- Source document:
━━━━━━━━━━━━━━━━━━━━━━━━━━━━━━

- ‘Nother reason to eat a nuts-n-berries diet. Or at least nuts, anyhow.
- Beaver steals gun. Chortle.
- One more v*te for shutting down Obamacare. This one from cybersecurity mavens.
- In the meantime, assuming you can buy insurance at all, maybe you can get it for free! It seems that the U.S. is developing a kind of ideal income level where you can a) live reasonably well while b) maximizing your tax-provided benefits. Millions more will surely aim for this welfare-state version of “success.” Cockapoo nation!
- But some proud traditionalists will not go happily into that EZ future.
- Anybody could have predicted that the so-called Consumer Finance Protection Bureau would end up as yet another spy agency. But who would have been cynical enough to think that would be among its main missions from the get-go? Uh. Well. Only people with a brain.
- Uh oh. The old assassination market idea gets new life in the age of TOR and bitcoin. Somehow, I don’t think this is going to go any better than it went for Jim Bell.
- Awwwwww … (H/T jc2k from comments)

Yes, I am that cynical.
Love the dog story. Made me smile.
We recently watched two French movies that made us smile, too. “Populaire” and “The Intouchables.”

━━━━━━━━━━━━━━━━━━━━━━━━━━━━━━

- Dataset extract:
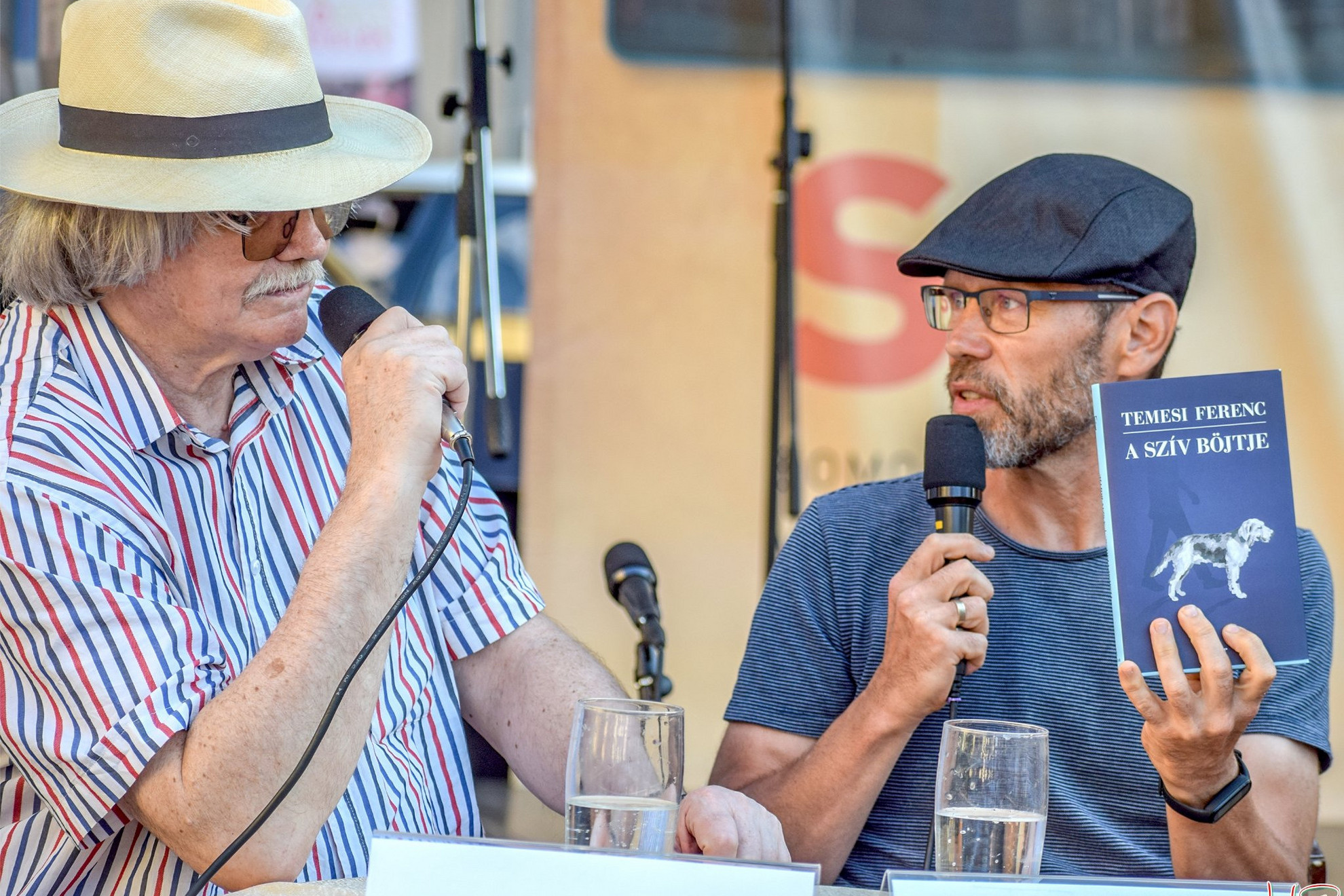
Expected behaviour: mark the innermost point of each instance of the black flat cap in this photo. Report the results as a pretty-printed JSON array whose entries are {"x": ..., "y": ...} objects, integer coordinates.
[{"x": 1068, "y": 219}]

━━━━━━━━━━━━━━━━━━━━━━━━━━━━━━

- Problem set:
a: Which two French movies does a comment in the roundup say made the commenter smile?
b: Rewrite the stretch of the roundup from "- ‘Nother reason" through "that EZ future.", swapping "Beaver" for "Otter".
The listing above plays no role here.

- Solutions to the tasks:
a: "Populaire" and "The Intouchables."

b:
- ‘Nother reason to eat a nuts-n-berries diet. Or at least nuts, anyhow.
- Otter steals gun. Chortle.
- One more v*te for shutting down Obamacare. This one from cybersecurity mavens.
- In the meantime, assuming you can buy insurance at all, maybe you can get it for free! It seems that the U.S. is developing a kind of ideal income level where you can a) live reasonably well while b) maximizing your tax-provided benefits. Millions more will surely aim for this welfare-state version of “success.” Cockapoo nation!
- But some proud traditionalists will not go happily into that EZ future.